→ Task objective
The entries below are to be transcribed in full, without their images.

→ Provided information
'''

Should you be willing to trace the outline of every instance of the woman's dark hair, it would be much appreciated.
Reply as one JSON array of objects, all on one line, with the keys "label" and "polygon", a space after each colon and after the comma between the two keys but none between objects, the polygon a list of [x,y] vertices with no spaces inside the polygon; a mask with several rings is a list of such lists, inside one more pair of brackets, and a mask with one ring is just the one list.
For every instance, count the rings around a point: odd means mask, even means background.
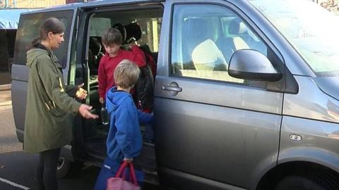
[{"label": "woman's dark hair", "polygon": [[39,28],[39,37],[32,41],[32,45],[37,46],[41,40],[44,40],[47,38],[49,32],[54,34],[61,34],[65,32],[65,25],[56,18],[50,17],[47,18]]}]

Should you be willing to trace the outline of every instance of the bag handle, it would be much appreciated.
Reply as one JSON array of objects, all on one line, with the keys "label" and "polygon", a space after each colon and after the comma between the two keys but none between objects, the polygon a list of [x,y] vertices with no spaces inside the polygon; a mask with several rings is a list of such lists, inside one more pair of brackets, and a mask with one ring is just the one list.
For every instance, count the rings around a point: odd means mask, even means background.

'''

→ Response
Should you be willing to trace the outline of every instance of the woman's dark hair, it would be much appreciated.
Reply as one JSON array of objects, all on one line, with the keys "label" and "polygon", a space after each colon and after the comma between the two keys but none between objects, the polygon a list of [x,y] vertices with no spaces inside the polygon; a mask with several rings is a list of such lists, inside one more pair of brackets, and a mask with one ring is just the one list.
For every instance, count the rings around a point: odd means mask, even means background.
[{"label": "woman's dark hair", "polygon": [[39,28],[39,37],[32,41],[32,45],[37,46],[41,40],[44,40],[47,38],[49,32],[54,34],[61,34],[65,32],[65,25],[56,18],[50,17],[47,18]]}]

Should you be willing to trace the outline of every instance of the bag handle, it would be much appreciated.
Reply as one JSON array of objects, all on one line, with the keys "label" and "polygon", a space after each colon and after the comma between the two keys but none between objects, the polygon a list of [x,y] vertices with no spaces inside the polygon; a mask with several rings is a list of such lists, inside one more pair of brackets, and a mask with one ring is just the one list.
For every instance, count the rings around a point: odd means mask, even means background.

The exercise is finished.